#### GIVEN TEXT

(Reuters) - Australia's AMP Ltd AMP.AX has scrapped plans to divest its New Zealand wealth management arm after offers for the unit fell short of its expectations, citing disruption caused by the coronavirus pandemic on the economy and financial markets.
The country’s biggest wealth manager said on Friday it held talks with a number of parties on selling the business, once valued at between NZ$300 million ($182.58 million) and NZ$500 million. But it said with offers failing to match its target, it would instead focus on expanding the unit in existing markets.
Investors shrugged off the change of plan, with AMP shares climbing 4.4% by 0413 GMT, outperforming a 0.7% gain in the broader market .AXJO.
But it comes as a series of Australian mergers and acquisition deals face lower prices, with advisers and bidders having difficulty achieving their desired price tags for assets during the coronavirus crisis.
In March, sources had told Reuters that bidders for Australia and New Zealand Banking Group's ANZ.AX car lender UDC Finance were lowering their offers. A private equity battle for control of media and entertainment firm Village Roadshow VRL.AX was also expected to see lower pricing.
AMP said it would furnish more details of its business plans along with its half-year results in August. It reported a A$19.4 billion decline in first-quarter assets under management across the unit in April, amid a plunge in equity and commodity valuations triggered by the coronavirus outbreak.

########
#### EXCERPTED RECORDS

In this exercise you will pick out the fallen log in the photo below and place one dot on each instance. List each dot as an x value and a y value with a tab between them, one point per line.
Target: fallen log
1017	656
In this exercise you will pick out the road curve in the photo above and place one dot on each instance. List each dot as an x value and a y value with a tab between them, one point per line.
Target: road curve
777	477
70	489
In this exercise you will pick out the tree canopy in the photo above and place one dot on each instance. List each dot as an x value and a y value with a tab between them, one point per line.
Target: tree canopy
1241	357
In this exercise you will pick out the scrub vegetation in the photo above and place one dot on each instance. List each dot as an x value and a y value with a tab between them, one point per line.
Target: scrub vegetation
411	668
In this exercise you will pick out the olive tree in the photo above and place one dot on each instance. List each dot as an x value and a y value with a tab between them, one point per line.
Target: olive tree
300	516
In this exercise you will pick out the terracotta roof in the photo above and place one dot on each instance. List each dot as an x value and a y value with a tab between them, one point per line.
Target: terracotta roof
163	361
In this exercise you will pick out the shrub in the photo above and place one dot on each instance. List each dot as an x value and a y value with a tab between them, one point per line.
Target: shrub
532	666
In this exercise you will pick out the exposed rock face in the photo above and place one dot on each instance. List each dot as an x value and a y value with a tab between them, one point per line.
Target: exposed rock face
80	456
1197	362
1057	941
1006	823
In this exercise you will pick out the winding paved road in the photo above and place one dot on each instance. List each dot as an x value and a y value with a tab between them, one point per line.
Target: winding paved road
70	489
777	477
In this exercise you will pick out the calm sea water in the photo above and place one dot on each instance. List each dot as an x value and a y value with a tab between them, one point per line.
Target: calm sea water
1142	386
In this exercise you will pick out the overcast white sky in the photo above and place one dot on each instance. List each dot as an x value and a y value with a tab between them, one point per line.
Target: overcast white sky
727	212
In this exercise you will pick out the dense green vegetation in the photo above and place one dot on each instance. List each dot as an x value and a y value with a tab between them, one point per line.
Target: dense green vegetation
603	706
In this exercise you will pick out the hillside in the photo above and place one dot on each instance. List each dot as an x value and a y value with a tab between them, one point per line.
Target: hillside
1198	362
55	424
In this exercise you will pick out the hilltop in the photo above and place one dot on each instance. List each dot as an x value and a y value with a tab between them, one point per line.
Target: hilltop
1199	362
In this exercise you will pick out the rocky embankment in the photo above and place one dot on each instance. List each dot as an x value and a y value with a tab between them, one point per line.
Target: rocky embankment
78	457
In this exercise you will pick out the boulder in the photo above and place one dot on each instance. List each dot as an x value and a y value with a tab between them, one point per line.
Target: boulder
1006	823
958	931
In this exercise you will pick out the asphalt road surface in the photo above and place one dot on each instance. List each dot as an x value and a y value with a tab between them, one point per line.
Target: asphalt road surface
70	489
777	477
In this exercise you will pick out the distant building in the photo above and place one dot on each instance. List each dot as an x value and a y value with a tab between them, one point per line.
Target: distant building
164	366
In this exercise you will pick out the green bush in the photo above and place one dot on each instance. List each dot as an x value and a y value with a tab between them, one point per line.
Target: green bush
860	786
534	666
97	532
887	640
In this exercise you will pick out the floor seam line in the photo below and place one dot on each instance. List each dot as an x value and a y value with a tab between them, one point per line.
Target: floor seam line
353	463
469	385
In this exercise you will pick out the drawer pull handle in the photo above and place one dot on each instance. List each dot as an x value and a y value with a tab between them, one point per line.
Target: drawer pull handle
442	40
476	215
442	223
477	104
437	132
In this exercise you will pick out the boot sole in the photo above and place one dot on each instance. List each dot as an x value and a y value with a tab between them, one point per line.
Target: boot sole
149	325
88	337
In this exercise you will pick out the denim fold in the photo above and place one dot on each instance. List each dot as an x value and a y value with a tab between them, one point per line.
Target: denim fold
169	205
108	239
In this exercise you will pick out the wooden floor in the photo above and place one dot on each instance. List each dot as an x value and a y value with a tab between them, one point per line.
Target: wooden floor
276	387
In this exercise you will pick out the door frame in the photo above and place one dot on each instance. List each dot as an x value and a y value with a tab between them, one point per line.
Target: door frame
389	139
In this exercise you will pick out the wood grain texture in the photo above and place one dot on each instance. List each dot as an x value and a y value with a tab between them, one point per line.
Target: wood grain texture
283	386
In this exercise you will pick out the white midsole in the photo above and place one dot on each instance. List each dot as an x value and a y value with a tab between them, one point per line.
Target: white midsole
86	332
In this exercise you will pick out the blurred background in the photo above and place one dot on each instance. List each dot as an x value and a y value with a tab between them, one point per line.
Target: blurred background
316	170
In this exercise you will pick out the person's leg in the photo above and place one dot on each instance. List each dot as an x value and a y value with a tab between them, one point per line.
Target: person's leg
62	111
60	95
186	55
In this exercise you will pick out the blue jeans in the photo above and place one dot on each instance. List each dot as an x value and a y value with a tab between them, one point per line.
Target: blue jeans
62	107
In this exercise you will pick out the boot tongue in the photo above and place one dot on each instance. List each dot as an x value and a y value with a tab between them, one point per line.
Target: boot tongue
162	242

########

■ **EXERCISE BRIEF**: Extend the article about AMP's New Zealand wealth management arm, picking up after its last sentence. The entries are separate material, unrelated to the article about AMP's New Zealand wealth management arm.

■ **EXERCISE RESPONSE**:
In a separate statement on Friday, AMP said more than two-thirds of shareholders who voted at its annual general meeting opposed a management resolution on executive pay, with 67.25% of votes cast against its remuneration report.
The result comes after Chief Executive Francesco De Ferrari’s short-term incentive plan was increased to 200% of his base salary in February, even as the company posted its biggest annual loss in 17 years. [nL4N2AC4EK
The shareholder disapproval is a setback for AMP as it seeks to restore its reputation after a public inquiry revealed widespread impropriety in its operations, including attempts to mislead regulators.
More than 25% of shareholder votes cast against a pay resolution effectively constitutes a ‘first strike’ under Australian financial laws. If the resolution is voted down for a second consecutive year, the entire board can be dissolved.